SOURCE MATERIAL »
========================

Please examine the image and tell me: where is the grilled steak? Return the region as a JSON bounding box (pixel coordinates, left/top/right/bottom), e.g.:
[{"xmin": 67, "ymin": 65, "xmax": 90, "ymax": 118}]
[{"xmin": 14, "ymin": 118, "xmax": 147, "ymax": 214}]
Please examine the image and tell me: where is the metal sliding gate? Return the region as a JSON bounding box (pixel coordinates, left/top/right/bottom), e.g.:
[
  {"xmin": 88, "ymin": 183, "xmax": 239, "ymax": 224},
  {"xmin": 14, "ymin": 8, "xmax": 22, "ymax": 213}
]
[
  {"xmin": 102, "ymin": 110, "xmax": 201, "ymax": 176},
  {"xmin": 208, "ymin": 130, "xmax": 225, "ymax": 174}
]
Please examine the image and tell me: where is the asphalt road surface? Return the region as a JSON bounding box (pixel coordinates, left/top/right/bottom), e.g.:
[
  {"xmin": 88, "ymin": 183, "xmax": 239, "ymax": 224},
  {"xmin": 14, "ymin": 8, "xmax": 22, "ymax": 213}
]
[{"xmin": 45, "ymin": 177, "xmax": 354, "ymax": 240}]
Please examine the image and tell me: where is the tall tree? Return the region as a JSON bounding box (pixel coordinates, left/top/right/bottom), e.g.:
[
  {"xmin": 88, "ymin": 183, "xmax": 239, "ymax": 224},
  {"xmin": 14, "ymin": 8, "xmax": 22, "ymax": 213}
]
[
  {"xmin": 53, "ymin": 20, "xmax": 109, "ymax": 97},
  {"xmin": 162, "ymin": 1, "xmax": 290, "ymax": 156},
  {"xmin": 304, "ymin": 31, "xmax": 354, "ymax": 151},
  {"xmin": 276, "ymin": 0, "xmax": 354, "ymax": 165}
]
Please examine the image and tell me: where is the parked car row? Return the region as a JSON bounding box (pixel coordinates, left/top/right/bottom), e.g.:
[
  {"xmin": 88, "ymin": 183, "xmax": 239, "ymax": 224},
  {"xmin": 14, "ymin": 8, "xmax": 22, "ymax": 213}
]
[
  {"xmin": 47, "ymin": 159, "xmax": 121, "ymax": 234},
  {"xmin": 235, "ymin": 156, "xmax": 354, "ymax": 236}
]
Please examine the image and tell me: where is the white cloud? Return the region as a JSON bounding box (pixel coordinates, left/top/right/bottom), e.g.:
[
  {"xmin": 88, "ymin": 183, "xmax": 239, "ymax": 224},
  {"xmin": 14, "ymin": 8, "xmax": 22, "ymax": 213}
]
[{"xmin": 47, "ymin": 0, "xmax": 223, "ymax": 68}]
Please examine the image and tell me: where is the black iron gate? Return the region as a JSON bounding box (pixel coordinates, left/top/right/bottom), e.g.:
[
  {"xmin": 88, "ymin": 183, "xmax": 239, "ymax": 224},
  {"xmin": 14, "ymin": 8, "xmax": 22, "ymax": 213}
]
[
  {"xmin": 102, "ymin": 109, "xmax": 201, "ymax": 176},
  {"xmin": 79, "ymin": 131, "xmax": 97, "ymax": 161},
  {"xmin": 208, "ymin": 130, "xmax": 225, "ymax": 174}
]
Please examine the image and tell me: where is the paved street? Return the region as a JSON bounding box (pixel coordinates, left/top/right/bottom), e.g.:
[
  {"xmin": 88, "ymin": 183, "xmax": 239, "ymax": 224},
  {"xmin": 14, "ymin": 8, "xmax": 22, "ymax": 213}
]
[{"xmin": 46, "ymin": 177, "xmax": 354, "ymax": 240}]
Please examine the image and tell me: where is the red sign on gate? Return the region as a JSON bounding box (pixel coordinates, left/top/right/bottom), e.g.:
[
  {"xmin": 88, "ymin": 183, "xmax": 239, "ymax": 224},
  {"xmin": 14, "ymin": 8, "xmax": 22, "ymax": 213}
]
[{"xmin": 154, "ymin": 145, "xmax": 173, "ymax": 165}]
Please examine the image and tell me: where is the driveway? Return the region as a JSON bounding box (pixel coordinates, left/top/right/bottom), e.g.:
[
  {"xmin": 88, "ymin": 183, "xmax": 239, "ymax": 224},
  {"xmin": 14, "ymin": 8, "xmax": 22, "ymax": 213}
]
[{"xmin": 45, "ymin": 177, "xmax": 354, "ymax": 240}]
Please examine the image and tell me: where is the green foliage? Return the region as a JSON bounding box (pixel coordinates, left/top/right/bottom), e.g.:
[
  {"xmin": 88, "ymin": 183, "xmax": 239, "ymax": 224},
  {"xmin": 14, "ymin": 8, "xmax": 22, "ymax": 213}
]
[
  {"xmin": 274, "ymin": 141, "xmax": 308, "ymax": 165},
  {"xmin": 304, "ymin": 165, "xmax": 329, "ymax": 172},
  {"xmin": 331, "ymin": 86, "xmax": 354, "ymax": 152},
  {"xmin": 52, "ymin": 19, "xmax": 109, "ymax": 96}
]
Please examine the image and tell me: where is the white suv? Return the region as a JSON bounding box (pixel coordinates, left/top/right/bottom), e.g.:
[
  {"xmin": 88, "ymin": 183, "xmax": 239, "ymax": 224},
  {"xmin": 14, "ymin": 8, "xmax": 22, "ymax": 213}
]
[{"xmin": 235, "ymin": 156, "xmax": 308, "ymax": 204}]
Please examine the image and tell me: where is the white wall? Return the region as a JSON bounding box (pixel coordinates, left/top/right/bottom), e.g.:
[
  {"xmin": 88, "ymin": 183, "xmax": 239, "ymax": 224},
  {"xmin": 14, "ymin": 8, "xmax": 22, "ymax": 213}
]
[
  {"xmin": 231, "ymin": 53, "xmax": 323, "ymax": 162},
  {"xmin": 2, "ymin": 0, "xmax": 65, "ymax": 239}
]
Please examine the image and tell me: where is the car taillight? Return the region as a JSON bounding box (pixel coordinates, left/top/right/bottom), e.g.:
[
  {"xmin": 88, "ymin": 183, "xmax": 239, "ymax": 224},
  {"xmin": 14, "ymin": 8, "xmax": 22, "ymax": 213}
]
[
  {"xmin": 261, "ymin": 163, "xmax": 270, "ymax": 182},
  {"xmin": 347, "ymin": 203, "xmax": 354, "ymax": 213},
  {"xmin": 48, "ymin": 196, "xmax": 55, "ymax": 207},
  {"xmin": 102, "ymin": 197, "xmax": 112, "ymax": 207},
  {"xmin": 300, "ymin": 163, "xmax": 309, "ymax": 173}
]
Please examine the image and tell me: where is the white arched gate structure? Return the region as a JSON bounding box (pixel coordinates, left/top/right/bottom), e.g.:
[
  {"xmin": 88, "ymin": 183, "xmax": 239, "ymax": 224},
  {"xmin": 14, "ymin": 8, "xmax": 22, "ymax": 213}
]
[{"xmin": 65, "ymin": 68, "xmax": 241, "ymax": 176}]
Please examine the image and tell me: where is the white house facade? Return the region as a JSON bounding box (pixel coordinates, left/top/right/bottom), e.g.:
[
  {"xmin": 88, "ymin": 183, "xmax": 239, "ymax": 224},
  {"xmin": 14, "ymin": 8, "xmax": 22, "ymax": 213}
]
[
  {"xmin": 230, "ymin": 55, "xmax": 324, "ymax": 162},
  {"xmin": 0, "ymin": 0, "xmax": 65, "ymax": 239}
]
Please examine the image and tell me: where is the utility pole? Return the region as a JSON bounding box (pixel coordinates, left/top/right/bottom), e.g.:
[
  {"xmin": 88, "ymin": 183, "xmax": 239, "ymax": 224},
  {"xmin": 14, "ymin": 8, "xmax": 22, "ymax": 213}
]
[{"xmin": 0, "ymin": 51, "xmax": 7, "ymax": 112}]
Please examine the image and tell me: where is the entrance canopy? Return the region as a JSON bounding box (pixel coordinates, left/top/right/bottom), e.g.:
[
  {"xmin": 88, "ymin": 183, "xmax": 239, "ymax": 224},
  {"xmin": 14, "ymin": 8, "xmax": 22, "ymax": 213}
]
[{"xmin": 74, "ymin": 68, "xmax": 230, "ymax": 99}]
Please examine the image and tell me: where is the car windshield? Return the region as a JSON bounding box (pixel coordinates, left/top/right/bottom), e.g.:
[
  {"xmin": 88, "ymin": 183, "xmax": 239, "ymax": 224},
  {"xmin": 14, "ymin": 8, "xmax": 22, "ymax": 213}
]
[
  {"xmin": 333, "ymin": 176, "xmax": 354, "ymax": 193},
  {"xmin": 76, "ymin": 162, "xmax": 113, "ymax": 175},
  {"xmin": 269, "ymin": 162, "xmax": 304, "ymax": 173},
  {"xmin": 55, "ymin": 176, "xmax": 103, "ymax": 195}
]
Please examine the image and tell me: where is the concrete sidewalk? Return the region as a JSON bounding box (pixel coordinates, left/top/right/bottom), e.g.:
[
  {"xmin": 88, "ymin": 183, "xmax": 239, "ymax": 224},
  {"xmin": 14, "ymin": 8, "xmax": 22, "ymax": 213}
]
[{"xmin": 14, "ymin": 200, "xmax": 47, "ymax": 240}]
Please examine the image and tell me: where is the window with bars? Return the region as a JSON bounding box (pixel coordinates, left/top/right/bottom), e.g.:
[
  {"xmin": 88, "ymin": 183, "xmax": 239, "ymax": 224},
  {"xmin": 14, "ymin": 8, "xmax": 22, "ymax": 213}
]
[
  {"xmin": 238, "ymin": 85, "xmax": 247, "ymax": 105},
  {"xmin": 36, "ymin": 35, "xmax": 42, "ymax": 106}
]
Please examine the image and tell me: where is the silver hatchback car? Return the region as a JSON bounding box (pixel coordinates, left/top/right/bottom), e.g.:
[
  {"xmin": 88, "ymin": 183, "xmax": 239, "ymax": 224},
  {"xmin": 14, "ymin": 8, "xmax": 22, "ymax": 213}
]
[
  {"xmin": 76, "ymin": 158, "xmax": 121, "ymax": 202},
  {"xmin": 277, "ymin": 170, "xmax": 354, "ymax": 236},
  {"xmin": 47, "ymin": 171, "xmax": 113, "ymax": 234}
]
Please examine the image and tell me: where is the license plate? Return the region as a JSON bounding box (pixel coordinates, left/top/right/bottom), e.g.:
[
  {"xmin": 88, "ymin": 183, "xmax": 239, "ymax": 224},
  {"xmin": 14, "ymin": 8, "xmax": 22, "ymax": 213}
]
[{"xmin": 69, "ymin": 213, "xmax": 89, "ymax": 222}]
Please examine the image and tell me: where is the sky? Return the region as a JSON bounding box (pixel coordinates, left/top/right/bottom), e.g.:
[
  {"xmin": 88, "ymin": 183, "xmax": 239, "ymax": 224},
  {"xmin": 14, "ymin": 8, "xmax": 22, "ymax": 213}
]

========================

REQUIRED WORK »
Extract every line of the records above that contains the string "gate", matching case exactly.

RESULT OF THE EXERCISE »
Please examine the image and tell me: where is the metal sliding gate? Return the region as a JSON bounding box (pixel coordinates, left/top/right/bottom), e.g.:
Please examine the image and tell me: where is the black iron gate? Return the region as a JSON bounding box (pixel coordinates, left/top/right/bottom), e.g.:
Please examine the image and tell me: where is the red sign on gate? Return the region as a JSON bounding box (pixel coordinates, left/top/right/bottom), e.g.:
Please examine the image and tell me: where is the white arched gate structure? Return the region as a JSON bounding box (pixel coordinates, left/top/right/bottom), e.g.:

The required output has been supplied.